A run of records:
--- START ---
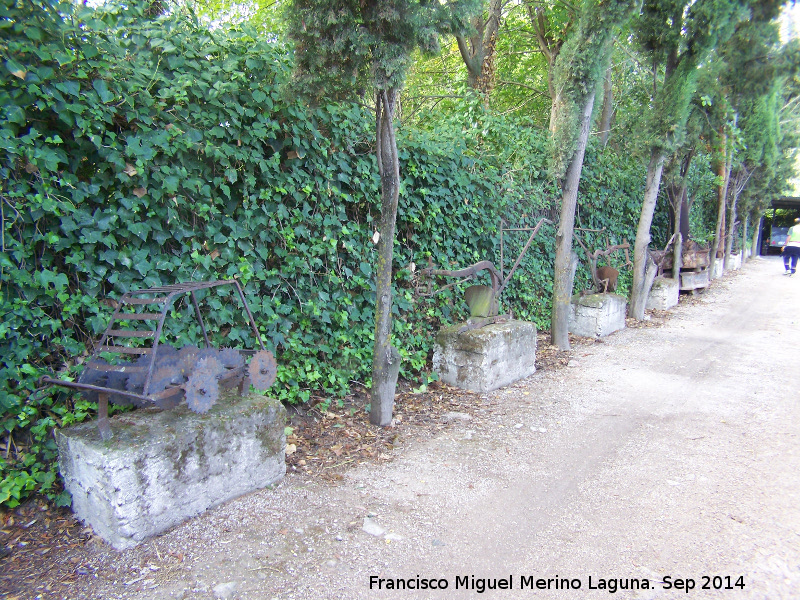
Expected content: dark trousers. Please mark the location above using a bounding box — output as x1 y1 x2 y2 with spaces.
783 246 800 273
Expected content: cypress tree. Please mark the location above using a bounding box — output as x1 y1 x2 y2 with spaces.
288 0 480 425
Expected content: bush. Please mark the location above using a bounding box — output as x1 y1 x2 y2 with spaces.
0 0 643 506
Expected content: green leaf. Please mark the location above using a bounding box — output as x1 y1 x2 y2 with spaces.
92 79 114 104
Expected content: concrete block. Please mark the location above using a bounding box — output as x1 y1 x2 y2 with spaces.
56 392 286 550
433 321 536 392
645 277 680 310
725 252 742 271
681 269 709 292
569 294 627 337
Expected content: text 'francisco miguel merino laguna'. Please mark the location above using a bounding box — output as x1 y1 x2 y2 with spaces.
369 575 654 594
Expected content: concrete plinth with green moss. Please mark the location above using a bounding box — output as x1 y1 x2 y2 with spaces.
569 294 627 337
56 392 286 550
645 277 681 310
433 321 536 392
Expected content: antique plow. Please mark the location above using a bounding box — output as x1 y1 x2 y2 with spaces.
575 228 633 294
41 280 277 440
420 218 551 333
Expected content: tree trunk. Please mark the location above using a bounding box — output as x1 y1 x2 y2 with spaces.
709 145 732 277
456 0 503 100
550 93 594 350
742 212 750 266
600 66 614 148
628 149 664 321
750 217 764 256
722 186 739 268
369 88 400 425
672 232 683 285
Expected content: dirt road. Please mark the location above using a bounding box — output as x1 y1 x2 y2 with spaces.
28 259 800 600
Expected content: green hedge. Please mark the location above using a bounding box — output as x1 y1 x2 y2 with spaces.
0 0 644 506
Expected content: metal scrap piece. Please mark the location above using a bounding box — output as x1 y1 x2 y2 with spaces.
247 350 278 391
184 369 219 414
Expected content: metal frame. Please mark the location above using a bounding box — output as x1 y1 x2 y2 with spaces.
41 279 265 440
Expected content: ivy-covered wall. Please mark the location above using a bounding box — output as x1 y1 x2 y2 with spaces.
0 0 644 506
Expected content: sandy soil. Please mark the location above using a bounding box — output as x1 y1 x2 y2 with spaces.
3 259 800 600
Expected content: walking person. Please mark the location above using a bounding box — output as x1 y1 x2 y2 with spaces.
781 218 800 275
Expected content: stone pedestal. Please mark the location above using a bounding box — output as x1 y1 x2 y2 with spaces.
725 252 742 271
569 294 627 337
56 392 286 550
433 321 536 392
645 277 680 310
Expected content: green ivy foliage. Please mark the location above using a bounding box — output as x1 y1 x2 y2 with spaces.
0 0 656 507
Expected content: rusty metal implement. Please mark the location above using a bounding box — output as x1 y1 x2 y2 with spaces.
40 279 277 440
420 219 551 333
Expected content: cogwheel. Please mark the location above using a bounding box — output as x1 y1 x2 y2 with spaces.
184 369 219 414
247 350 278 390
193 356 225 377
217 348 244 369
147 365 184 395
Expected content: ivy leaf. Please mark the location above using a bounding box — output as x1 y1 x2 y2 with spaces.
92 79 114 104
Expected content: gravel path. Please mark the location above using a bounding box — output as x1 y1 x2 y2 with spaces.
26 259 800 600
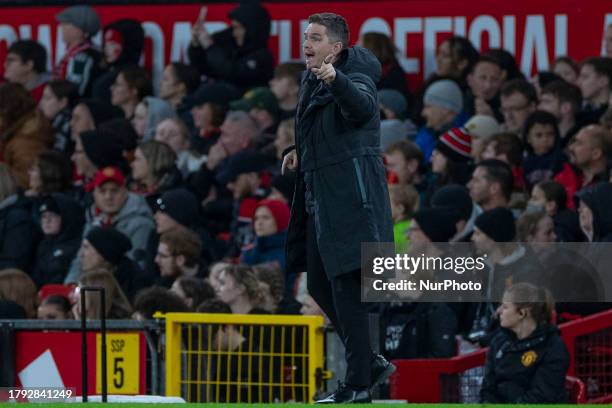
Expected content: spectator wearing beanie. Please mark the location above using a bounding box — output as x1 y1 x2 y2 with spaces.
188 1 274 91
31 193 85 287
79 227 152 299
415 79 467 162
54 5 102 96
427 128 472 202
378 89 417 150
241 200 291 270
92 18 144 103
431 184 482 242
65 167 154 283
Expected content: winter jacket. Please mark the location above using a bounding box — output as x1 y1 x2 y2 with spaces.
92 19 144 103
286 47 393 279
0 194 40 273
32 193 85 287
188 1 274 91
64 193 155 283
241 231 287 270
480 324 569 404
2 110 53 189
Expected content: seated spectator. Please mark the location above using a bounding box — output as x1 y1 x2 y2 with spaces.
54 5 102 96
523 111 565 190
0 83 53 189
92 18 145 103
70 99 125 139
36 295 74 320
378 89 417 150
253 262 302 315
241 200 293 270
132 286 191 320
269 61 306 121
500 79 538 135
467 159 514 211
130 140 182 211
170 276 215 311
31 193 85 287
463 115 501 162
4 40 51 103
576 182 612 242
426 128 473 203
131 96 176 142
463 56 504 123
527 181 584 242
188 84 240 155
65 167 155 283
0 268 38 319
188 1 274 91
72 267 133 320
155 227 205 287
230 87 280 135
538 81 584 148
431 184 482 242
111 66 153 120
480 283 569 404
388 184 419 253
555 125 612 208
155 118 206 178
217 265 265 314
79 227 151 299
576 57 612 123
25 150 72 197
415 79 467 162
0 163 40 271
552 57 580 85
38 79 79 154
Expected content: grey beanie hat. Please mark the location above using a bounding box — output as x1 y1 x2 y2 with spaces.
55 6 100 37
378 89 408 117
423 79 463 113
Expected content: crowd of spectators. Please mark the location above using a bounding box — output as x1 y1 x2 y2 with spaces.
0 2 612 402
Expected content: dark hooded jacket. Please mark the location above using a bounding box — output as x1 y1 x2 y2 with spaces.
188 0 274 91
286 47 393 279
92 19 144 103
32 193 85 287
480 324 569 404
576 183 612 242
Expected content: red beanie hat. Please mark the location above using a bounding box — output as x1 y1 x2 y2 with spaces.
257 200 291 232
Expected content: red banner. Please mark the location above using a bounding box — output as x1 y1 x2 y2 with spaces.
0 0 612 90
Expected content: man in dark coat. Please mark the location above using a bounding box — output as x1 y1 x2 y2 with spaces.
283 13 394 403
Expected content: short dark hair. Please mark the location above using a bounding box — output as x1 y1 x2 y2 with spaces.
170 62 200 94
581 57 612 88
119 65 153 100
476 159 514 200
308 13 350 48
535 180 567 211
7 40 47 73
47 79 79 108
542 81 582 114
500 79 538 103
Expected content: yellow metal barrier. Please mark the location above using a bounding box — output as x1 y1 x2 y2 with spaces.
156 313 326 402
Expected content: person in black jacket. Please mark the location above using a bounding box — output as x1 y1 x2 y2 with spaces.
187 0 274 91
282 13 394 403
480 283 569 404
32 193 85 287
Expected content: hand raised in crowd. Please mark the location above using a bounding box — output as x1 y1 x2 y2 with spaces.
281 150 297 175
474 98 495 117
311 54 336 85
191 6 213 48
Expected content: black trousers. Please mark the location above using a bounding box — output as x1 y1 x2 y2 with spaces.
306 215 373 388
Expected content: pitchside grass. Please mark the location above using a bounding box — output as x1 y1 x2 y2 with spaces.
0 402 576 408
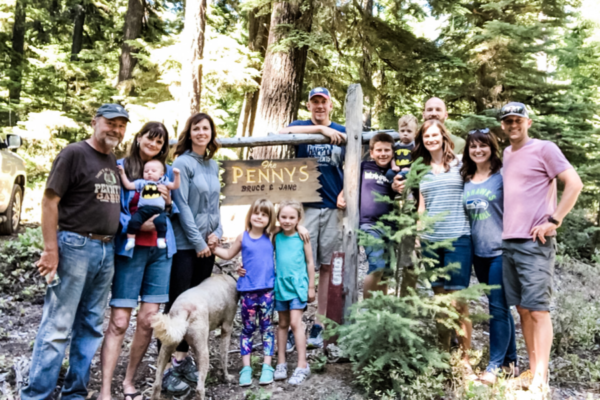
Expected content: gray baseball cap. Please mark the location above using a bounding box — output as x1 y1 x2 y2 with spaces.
--- END ---
Your goal: Reproduce every line of the items above, all of them, without any change, and leave the pictures out.

Response to this exercise:
Expected content: dark trousers. Please mark the location above using a bounding box — output as x1 y1 x2 y2 with spaces.
783 246 800 273
Expected content: cypress tree. Please mark the location above using a bounding box — output as x1 y1 x2 y2 with spaces.
288 0 480 425
Expected content: bush. Please mark the location above using a bounding box — output as x1 y1 x2 y2 with spaces.
0 0 643 506
Expected content: green leaf. Please mark the location above using a bounding box — output as x1 y1 x2 y2 with spaces.
92 79 114 104
Expected content: concrete block. Please mark the location above using a bounding box — output as x1 y1 x2 y2 with spaces.
56 392 286 550
433 321 536 392
645 277 680 310
725 252 742 271
681 269 709 292
569 294 627 337
Expected content: text 'francisco miguel merino laguna'. Please mark the location above using a bounding box — output as x1 y1 x2 y2 with spaces.
369 575 654 594
Expected content: concrete plinth with green moss. Please mark the location above using a bounding box — output as x1 y1 x2 y2 with spaces.
569 294 627 337
56 392 286 550
645 277 681 310
433 321 536 392
Expected content: antique plow. Please mark the location above using a bounding box — output as x1 y1 x2 y2 with spaces.
575 228 633 294
41 280 277 440
420 218 551 333
Expected content: tree trunk. Please mark the location above using a bounding box — output as x1 y1 x2 y2 with spaces.
709 145 732 277
456 0 503 100
550 93 594 350
742 212 750 266
600 66 614 148
628 149 664 321
750 217 764 256
722 186 739 268
369 88 400 425
672 232 683 285
Expected content: dirt road. Please mark the location above using a bounding box — output as x1 y1 x2 y2 with spaces.
28 259 800 600
Expected content: green hedge. Please mark the location above using a bounding box — output as x1 y1 x2 y2 with spaces.
0 0 644 506
Expected content: metal scrap piece. Please mark the location above using a bounding box — output as x1 y1 x2 y2 with spaces.
247 350 278 391
184 369 219 414
Expected content: metal frame. Please mark the location above using a bounding box — output as x1 y1 x2 y2 with spaces.
41 279 265 440
Expected content: ivy-covered wall. Please mark the location above using a bounding box — output as x1 y1 x2 y2 with spaces.
0 0 644 506
Expected content: sandy soil. Please mark the location above using a bounding box — output as x1 y1 x2 y2 with spaces.
3 259 800 600
Expected content: walking person. Please mark the location above using a bounding box — output as x1 y1 x2 y2 with spaces.
781 218 800 275
Expected content: stone pedestal. Please mark the location above using a bounding box — output as x1 y1 x2 y2 with spaces.
725 252 742 271
569 294 627 337
56 392 286 550
433 321 536 392
645 277 680 310
Expected content: green ivy foliage. Please mark the location above using a bounding box — output as x1 y1 x2 y2 with spaces.
0 0 656 507
Expected content: rusty metal implement. Please mark the location above using a bounding box — output as x1 y1 x2 y2 with spaces.
40 279 277 440
420 219 551 333
Expected content: cogwheel. Please mark the location above using a bounding box — output as x1 y1 x2 y2 with spaces.
184 369 219 414
247 350 278 390
193 356 225 377
217 348 244 369
147 365 184 395
Expected content: ivy leaf. Please mark the location above using a bounding box — output as x1 y1 x2 y2 with spaces.
92 79 114 104
Expected content: gravel path. Please mark the location above using a bounding box — output as x1 y1 x2 y2 with spaces.
26 259 800 600
Expected content: spectator wearing beanie. Please mark the location above using a bounding box — output as x1 y1 x2 y2 with spaces.
188 1 274 91
31 193 85 287
79 227 152 299
415 79 467 162
54 5 102 96
427 128 472 202
378 89 417 150
241 200 291 270
92 18 144 103
431 184 482 242
65 167 154 283
Expected content: winter jacket. Please mark the location above using a bounding box — output as x1 y1 x2 y2 with spaces.
92 19 144 103
286 47 393 279
0 194 40 273
32 193 85 287
188 1 274 91
64 193 155 283
241 231 287 270
480 324 569 404
2 110 53 189
Expected content: seated spectator. Please mark the location above using a bounding box — output as x1 y1 x2 y2 with spaces.
54 5 102 96
523 111 565 190
0 83 53 189
92 18 145 103
70 99 125 139
36 295 74 320
378 89 417 150
253 262 302 315
241 200 293 270
132 286 191 320
269 61 306 121
500 79 538 135
467 159 514 211
130 140 182 211
170 276 215 311
31 193 85 287
463 115 501 162
4 40 51 103
576 182 612 242
426 128 473 203
131 96 176 142
463 56 504 123
527 181 584 242
188 84 240 155
65 167 155 283
0 268 38 319
188 1 274 91
72 267 133 320
155 227 205 287
230 87 280 135
538 81 584 148
431 184 482 242
111 66 153 120
480 283 569 404
388 184 419 253
555 125 612 208
155 118 206 178
217 265 265 314
79 227 151 299
576 57 612 123
25 150 72 197
415 79 467 162
0 163 40 271
552 57 580 85
38 79 79 154
Expected content: grey beanie hat. Please mark the location above using a bounding box — output as x1 y1 x2 y2 with spaces.
55 6 100 37
378 89 408 117
423 79 463 113
Expected content: crowd of spectators. Please mark the location above using a bounding box — output as x1 y1 x2 y2 with spaces.
0 2 612 402
Expected content: dark hooded jacket. Please mark the location above using a bounding box — output as x1 y1 x2 y2 with spaces.
188 0 274 91
286 47 393 279
92 19 144 103
32 193 85 287
480 324 569 404
576 183 612 242
Expected content: red beanie hat. Please mark the location above using a bounding box — output as x1 y1 x2 y2 with spaces.
257 200 291 232
Expected content: red banner. Please mark the location above using a bounding box — output as x1 y1 x2 y2 with spaces.
0 0 612 90
Expected content: man in dark coat. Please mark the location above using a bounding box — output as x1 y1 x2 y2 with spaces.
283 13 394 403
Expected content: short dark hair. Please mark the location above using a bounding box — output as x1 y1 x2 y2 with spaces.
170 62 200 94
581 57 612 88
119 65 153 100
476 159 514 200
308 13 350 48
535 180 567 211
7 40 47 73
47 79 79 108
542 81 582 114
500 79 538 103
Expected content: yellow metal barrier. Please mark the location above using a bounding box — output as x1 y1 x2 y2 with spaces.
156 313 326 402
Expected content: person in black jacket. Please mark the location above using a bounding box — output as x1 y1 x2 y2 with spaces.
187 0 274 91
282 13 394 403
480 283 569 404
32 193 85 287
Expected content: hand raised in crowd. Please mark the location above using a bounding box — output as x1 y1 x2 y2 with spaces.
281 150 297 175
474 98 495 117
311 54 336 85
191 6 213 48
Expected content: black trousers. Please mark the location above using a bounding box — output as x1 y1 x2 y2 with spaces.
306 215 373 388
Expected content: pitchside grass. Please mark the location above using a bounding box — output as x1 y1 x2 y2 with spaces.
0 402 576 408
Expected content: gray baseball cap. Please mark the location above using a bounding box — output as x1 y1 x2 y2 with spaces.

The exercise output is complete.